Exercise goal =
Each of the entries should be retyped precisely as it appears.

Material for this task =
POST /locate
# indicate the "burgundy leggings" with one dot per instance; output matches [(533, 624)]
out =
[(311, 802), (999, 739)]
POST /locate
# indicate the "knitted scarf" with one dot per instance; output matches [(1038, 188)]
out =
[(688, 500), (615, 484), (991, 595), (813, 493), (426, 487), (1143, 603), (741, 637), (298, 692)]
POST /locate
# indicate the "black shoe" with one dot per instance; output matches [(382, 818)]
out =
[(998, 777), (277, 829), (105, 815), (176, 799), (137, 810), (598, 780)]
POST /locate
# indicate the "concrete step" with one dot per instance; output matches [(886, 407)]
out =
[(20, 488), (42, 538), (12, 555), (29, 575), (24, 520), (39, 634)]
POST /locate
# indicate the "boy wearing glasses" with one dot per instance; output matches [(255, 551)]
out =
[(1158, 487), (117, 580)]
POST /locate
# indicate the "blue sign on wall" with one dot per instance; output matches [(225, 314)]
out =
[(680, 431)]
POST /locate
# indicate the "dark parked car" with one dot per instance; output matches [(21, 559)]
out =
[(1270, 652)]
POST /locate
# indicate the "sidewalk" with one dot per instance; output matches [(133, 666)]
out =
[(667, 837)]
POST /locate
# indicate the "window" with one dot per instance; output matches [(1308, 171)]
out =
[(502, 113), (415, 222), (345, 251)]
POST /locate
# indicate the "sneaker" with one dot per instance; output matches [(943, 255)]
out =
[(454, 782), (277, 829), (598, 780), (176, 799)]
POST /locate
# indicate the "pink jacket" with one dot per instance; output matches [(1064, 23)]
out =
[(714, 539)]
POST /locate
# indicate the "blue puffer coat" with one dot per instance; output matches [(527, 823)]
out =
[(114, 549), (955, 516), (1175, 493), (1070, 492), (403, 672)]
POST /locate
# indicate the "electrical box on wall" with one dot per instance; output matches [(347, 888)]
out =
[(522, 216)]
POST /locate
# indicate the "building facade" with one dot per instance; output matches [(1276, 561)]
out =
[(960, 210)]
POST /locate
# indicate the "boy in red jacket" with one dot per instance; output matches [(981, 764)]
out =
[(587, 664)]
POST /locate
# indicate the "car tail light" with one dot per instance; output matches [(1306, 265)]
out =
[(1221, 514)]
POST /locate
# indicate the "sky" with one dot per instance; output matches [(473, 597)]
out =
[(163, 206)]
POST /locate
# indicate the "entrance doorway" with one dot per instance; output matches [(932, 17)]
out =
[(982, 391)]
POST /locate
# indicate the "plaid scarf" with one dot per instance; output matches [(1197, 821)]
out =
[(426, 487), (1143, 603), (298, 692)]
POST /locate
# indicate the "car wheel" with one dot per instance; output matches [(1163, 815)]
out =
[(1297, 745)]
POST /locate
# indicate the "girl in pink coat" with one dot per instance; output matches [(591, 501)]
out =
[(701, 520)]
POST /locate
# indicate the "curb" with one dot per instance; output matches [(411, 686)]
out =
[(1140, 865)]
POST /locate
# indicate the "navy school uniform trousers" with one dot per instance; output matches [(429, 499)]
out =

Solution to this task =
POST /locate
# indicate the "burgundy leggings" with one dot per instance; output matches [(533, 624)]
out =
[(311, 802), (999, 739)]
POST /locate
# indicate the "knitted scarf" with one dot per instance; output matches [(1038, 188)]
out =
[(688, 500), (615, 484), (991, 595), (813, 493), (426, 487), (1143, 603), (741, 637), (298, 692)]
POST /locate
# indicate the "black shoe" with one dot per instance; output matches [(382, 818)]
out =
[(998, 777), (277, 829), (105, 815), (176, 799), (137, 810), (598, 780)]
POST /locate
# indicate the "concrete step" with one dot per instance; output matches [(886, 407)]
out =
[(20, 488), (42, 538), (12, 555), (29, 575), (24, 520), (39, 634)]
POST /locate
# indicate the "boy wearing glasses" with one dot per instance; output matches [(255, 551)]
out =
[(1158, 487), (117, 580)]
POST /locate
# indicate the "blue sign on wall" with one dot per instance; output matches [(225, 314)]
out =
[(680, 431)]
POST /locate
# indicate the "dark parked car" with one dot per instance; output matches [(21, 559)]
out =
[(1270, 652)]
POST /locate
# indicate the "sidewalk" with one dot per instance; output matches [(133, 666)]
out =
[(667, 837)]
POST /locate
# indicate the "window" with one dot per instance; output matches [(1308, 171)]
out =
[(502, 113), (415, 222), (345, 251)]
POST /locate
# indicate the "sneaker" with one dot per instance; output matches [(943, 255)]
out =
[(454, 782), (277, 829), (598, 780), (176, 799)]
POST /locate
# indicate the "pink jacket" with one dot per instance; output matches [(1064, 23)]
out =
[(714, 539)]
POST /locate
# indicate the "blue puffer coat" with one dot per instance; output matches [(527, 823)]
out =
[(114, 549), (955, 516), (1175, 493), (1070, 492), (403, 672)]
POST /locate
# indicate the "electrical box on wall" with one dot per instance; output matches [(347, 888)]
out =
[(522, 216)]
POST /locate
# indicate the "building facade" with one dot per instance; output matches [(1276, 561)]
out =
[(960, 210)]
POST /locate
# indicate the "boy in red jacket" with one dot per instance; output matches [(981, 764)]
out =
[(587, 664)]
POST /locate
# indicate the "car tail light" with one dot per instance; output matches [(1306, 265)]
out =
[(1221, 514)]
POST /locate
# indicate the "sky" with one dot per instance; output matches [(473, 597)]
out =
[(163, 206)]
POST /locate
# indicate the "entrance doorway" with one dot per instance; output matches [(932, 17)]
out =
[(982, 391)]
POST /locate
# indicate the "plaid scarf" with one dot per instance; output matches [(1197, 821)]
out =
[(426, 487), (1143, 603), (298, 692)]
POST /locate
# indicate the "car wheel" with one dot per instance; output matches [(1163, 815)]
out =
[(1297, 745)]
POST /locate
# indicate the "girl in pink coat" with one dot per instance; output matches [(591, 501)]
out =
[(701, 520)]
POST /locate
# indicate the "curb" with one dot per instance; output matches [(411, 686)]
out =
[(1140, 865)]
POST /locate
# indicate the "navy school uniform trousers" with one dot per instance; output matches [(429, 499)]
out =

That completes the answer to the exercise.